■ Fragmento fuente
━━━━━━━━━━━━━━━━

Memorial de parques
Eduardo Escobar

Memorial de parques

Si bien me acuerdo, en los buenos tiempos de mi infancia, para calificar de algún modo aquellos años imponderables, los parques en Medellín eran unos adornos urbanos que apenas tenían que ver con la vida como era, como se vivía de diario, y solo nos estaban permitidos a los niños los domingos, como los zapatos de charol comprados en el almacén de Ruperto Echeverri, el corbatín de gancho y el vestido Everfit azul oscuro de ir a misa.

Después de cumplir los deberes con las divinidades y de oír el sermón de siempre que nos ponía invariablemente entre la gloria y el infierno, los parques se convertían en un ensayo breve y efímero del ideal de la democracia. Las muchachas del servicio y los obreros de todas las pelambres se mezclaban con los secretarios de todos los estatutos y con los contadores de la más diversa importancia, y hasta con los gerentes de las fábricas y los dueños de los almacenes, que antes de montarse en sus anchos automóviles recién bañados hacían una pausa católica bajo los árboles para que sus niños con los niños de los otros, sin distingos de clase, raza ni partido político, se entregaran al placer igualitario de pasar las lenguas húmedas recién purificadas por la eucaristía sobre las bolas de los helados rosados, azules, verdes y amarillos encapsuladas en crujientes barquillos.

━━━━━━━━━━━━━━━━

■ Consigna A
Traduce al inglés esta oración del texto sobre los parques de Medellín: "Después de cumplir los deberes con las divinidades y de oír el sermón de siempre que nos ponía invariablemente entre la gloria y el infierno, los parques se convertían en un ensayo breve y efímero del ideal de la democracia."

━━━━━━━━━━━━━━━━

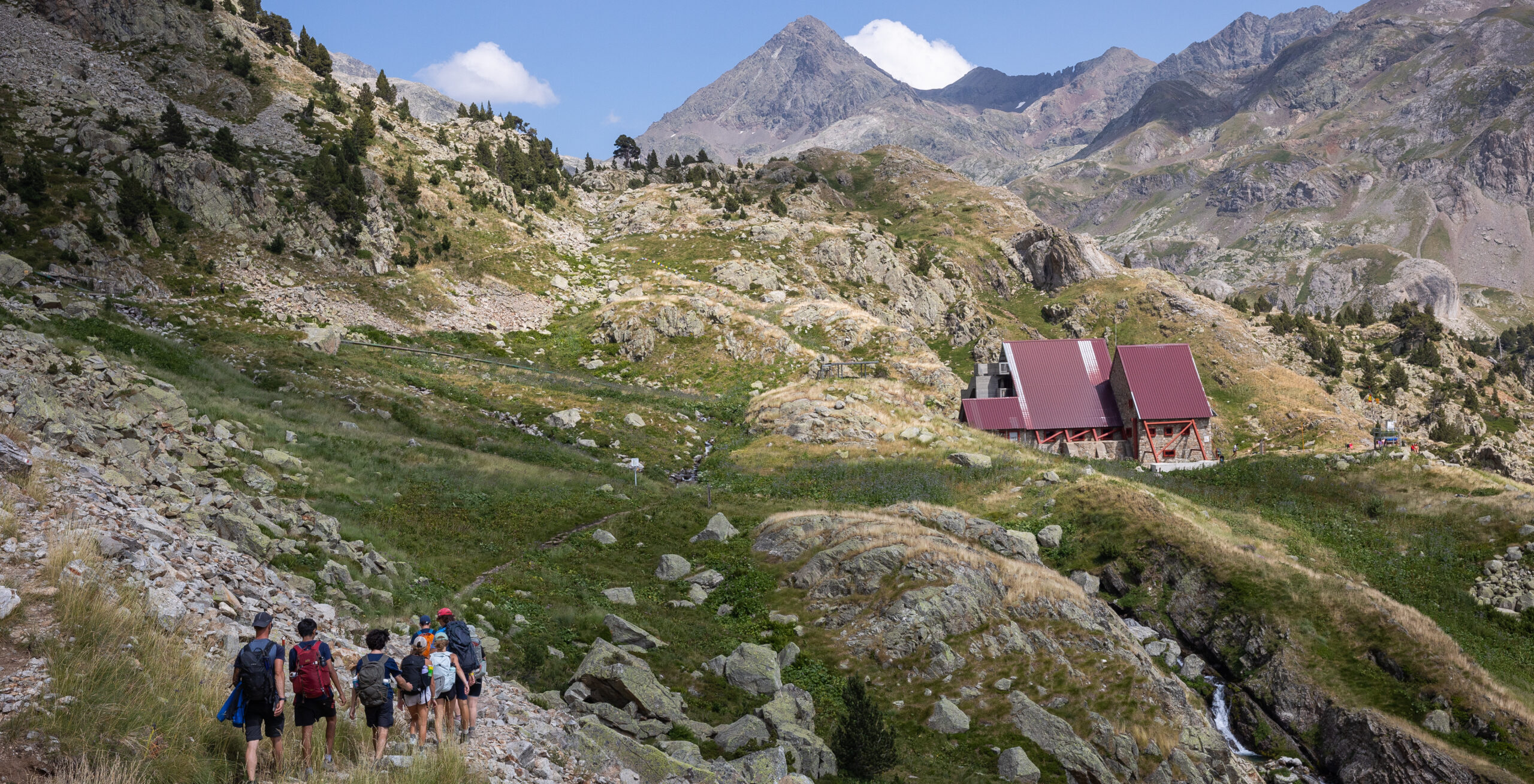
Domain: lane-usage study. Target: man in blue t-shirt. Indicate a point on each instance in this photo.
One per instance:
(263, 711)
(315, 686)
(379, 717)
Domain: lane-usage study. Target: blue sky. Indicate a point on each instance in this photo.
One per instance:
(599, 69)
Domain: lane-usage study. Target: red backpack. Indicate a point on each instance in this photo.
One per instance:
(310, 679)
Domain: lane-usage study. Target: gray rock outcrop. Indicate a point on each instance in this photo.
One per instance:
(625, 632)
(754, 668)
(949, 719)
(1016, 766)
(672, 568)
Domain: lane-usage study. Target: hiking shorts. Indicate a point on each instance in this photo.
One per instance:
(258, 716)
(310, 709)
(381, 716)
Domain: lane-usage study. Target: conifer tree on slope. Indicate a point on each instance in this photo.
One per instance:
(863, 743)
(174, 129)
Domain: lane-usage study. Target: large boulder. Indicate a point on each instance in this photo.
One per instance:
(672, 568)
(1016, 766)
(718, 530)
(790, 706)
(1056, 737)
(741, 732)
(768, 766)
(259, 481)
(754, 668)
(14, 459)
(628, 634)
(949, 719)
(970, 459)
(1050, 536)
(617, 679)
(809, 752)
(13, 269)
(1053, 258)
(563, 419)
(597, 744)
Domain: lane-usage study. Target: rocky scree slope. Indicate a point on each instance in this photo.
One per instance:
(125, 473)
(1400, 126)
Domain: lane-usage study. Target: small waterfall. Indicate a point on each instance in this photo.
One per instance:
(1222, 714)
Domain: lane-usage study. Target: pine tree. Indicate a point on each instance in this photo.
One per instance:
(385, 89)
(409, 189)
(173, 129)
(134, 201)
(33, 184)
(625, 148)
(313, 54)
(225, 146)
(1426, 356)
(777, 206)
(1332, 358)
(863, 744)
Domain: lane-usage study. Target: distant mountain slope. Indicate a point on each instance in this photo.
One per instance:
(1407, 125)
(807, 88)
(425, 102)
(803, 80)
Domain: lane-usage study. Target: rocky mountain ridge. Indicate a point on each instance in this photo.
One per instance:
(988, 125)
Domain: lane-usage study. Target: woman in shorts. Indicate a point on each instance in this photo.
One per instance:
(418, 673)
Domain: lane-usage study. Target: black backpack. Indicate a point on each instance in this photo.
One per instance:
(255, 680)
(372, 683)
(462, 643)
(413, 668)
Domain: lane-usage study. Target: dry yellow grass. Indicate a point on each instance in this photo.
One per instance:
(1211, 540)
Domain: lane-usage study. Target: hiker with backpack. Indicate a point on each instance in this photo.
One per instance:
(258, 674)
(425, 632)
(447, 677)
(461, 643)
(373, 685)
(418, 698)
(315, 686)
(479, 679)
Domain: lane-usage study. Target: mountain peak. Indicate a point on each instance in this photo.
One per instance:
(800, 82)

━━━━━━━━━━━━━━━━

■ Consigna B
Reescribe las entradas desde la línea que contiene "Domain: lane-usage study. Target: large" hasta la línea que contiene "(1400, 126)", ambas incluidas, sustituyendo "Indicate" por "Mark" sin alterar nada más.

■ Respuesta correcta A
After fulfilling our duties to the divinities and hearing the same old sermon that invariably placed us between glory and hell, the parks became a brief and fleeting rehearsal of the ideal of democracy.

■ Respuesta correcta B
Domain: lane-usage study. Target: large boulder. Mark a point on each instance in this photo.
One per instance:
(672, 568)
(1016, 766)
(718, 530)
(790, 706)
(1056, 737)
(741, 732)
(768, 766)
(259, 481)
(754, 668)
(14, 459)
(628, 634)
(949, 719)
(970, 459)
(1050, 536)
(617, 679)
(809, 752)
(13, 269)
(1053, 258)
(563, 419)
(597, 744)
Domain: lane-usage study. Target: rocky scree slope. Mark a point on each instance in this photo.
One per instance:
(125, 473)
(1400, 126)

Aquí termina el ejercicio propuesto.